● **Objectives**
[1] Decide whether each statement agrees with the Glue thread below. For each, answer yes or no and quote the words of the thread that decide it.
(a) The JSON classifier of $.events[*] fixed the single-column result.
(b) Support said Glue crawlers can't handle multiple schemas in one file.
(c) The poster wants a separate Redshift table for each event.
[2] Answer these questions from the Glue thread below:
(a) What is the one column in the table that Glue produces?
(b) In the poster's JSON, what does "key" hold?
(c) How was the original JSON changed in the end?

● **Excerpt**
-------

Reputation: 559
I have some JSON that contains different events with different schemas as follows:
{
"events": [{
"key": "an_action",
"properties": {
"user": "111111111111",
"datetime": "2018-9-05 10:00:00",
"value_a": "123",
"value_b": "123",
"value_c": "123"
}
},
{
"key": "another_action",
"properties": {
"user": "111111111111",
"datetime": "2018-9-05 10:00:00",
"quantity": "1",
"cash": "£123",
"something": "else"
}
},
{
"key": "one_more_action",
"properties": {
"user": "111111111111",
"datetime": "2018-9-05 10:00:00",
"activated": "true"
}
}]
}
When I attempt to parse this with Glue, I end up with a single table with a single column:
events : array
I've tried using a JSON classifier of $.events[*] but this doesn't help.
I feel the problem is that my input JSON structure doesn't work well with a Glue crawler.
Altering the JSON structure seems like the correct thing to do before reaching Glue, but it is not clear from the Glue docs if there is a recommended structure for handling mixed schema events in a single block of JSON.
In my JSON the "key" contains the name of the event and "properties" is the list of properties.
I'd ultimately like to have a table in Redshift for each event (for example an_action, another_action, one_more_action). From there I can look at loading into a fact/dimension star schema, but that's for later.
In short my question is can Glue create multiple tables from a mixed schema JSON? If so what is a preferred JSON structure for doing so that would allow the following:
Thanks
Upvotes: 1
Views: 343
Reputation: 559
Contacted Support and was told that Glue crawlers don't support multiple schemas in the same file. So I have modified the original JSON to have one schema per file and multiple records per file.
Upvotes: 1

-------

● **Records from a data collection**
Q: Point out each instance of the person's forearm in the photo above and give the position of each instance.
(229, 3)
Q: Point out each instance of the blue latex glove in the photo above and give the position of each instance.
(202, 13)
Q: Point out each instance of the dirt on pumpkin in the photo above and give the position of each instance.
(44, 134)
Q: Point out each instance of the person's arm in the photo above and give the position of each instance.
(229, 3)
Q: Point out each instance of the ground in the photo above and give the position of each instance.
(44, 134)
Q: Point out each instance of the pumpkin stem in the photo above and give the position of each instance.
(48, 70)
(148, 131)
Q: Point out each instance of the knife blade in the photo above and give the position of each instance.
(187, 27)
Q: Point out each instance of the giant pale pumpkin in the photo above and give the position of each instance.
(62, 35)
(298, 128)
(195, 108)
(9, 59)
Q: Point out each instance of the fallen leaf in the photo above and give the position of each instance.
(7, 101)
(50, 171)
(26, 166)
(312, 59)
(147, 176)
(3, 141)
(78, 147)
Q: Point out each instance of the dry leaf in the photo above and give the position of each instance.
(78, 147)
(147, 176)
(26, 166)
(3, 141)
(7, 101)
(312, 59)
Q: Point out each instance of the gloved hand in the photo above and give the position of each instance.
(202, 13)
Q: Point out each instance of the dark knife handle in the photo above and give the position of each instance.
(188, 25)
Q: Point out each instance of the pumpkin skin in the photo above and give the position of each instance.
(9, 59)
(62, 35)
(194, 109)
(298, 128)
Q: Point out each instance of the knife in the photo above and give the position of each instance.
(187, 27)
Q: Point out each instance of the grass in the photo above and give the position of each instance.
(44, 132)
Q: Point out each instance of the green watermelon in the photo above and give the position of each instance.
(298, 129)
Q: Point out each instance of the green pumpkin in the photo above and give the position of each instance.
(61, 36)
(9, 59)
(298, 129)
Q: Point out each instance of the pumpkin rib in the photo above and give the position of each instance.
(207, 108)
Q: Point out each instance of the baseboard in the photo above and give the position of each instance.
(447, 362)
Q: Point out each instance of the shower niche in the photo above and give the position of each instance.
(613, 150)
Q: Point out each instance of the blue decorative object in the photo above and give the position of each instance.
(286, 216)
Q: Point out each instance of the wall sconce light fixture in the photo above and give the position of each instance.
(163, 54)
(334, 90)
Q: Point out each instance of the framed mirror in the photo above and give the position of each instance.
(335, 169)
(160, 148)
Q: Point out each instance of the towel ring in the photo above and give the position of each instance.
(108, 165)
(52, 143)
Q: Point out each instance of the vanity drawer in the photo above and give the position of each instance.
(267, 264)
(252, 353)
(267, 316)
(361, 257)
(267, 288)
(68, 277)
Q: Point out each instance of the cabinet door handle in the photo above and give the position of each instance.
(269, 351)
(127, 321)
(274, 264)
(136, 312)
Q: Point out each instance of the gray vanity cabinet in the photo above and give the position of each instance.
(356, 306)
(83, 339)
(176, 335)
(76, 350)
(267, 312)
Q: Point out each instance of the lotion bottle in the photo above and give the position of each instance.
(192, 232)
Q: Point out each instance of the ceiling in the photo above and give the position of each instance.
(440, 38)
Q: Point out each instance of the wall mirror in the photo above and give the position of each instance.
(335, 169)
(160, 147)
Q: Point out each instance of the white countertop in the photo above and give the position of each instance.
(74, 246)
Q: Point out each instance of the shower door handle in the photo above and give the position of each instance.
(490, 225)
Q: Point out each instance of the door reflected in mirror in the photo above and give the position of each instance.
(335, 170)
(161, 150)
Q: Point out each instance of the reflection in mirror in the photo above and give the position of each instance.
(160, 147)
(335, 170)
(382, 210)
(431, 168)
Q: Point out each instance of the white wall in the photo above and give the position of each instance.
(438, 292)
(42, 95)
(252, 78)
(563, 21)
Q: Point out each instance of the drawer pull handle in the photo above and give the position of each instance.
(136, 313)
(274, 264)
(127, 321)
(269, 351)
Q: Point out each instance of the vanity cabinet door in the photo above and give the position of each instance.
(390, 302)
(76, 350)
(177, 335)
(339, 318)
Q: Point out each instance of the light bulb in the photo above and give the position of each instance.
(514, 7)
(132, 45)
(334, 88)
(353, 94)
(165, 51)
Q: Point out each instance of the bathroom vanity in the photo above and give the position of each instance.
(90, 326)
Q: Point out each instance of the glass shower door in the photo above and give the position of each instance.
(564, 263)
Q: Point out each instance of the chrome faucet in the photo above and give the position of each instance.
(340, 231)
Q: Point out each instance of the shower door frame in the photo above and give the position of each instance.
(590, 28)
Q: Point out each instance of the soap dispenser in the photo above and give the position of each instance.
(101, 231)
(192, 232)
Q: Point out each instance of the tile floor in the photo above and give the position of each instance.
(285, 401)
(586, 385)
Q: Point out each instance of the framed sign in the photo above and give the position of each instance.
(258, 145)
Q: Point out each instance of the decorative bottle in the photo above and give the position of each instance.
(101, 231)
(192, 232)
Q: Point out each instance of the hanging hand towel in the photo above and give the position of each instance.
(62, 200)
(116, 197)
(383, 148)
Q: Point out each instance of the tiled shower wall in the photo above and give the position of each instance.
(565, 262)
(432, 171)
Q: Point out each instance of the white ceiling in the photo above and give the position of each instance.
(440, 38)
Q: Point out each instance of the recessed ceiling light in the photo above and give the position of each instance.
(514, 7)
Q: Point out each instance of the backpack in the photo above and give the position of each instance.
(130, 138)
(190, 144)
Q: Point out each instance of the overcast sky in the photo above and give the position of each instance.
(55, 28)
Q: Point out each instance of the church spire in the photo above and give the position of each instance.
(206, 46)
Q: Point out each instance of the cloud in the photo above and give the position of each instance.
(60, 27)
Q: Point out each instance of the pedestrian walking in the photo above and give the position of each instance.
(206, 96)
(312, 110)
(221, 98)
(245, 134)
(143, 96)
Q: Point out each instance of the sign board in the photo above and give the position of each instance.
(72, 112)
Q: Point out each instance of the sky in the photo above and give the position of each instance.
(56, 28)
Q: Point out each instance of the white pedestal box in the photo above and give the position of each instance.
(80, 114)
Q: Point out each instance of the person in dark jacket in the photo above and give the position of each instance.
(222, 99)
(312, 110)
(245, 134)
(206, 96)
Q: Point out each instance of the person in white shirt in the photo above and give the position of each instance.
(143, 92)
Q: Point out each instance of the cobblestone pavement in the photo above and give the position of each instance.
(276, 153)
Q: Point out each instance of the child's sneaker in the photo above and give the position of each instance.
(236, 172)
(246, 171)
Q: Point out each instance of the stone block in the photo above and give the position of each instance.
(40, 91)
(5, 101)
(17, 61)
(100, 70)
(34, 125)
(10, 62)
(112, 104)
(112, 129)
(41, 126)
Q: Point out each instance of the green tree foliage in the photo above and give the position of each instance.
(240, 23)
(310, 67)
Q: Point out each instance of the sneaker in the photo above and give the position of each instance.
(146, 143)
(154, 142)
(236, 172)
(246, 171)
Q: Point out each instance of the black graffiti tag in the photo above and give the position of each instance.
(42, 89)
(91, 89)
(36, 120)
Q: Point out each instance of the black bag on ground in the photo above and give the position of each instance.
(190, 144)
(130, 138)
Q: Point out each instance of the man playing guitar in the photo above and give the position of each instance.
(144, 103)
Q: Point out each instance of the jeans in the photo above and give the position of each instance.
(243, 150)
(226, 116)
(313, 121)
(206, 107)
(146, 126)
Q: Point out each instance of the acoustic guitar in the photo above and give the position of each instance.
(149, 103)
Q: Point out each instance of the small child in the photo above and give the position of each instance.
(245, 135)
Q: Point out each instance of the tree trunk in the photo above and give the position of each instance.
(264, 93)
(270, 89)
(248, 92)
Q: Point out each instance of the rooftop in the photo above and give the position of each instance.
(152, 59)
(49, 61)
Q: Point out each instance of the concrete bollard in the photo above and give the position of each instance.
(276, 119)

-------

● **Answers per task**
[1]
(a) No: "I've tried using a JSON classifier of $.events[*] but this doesn't help."
(b) Yes: "Contacted Support and was told that Glue crawlers don't support multiple schemas in the same file."
(c) Yes: "I'd ultimately like to have a table in Redshift for each event"

[2]
(a) events : array
(b) The name of the event.
(c) It was changed to have one schema per file and multiple records per file.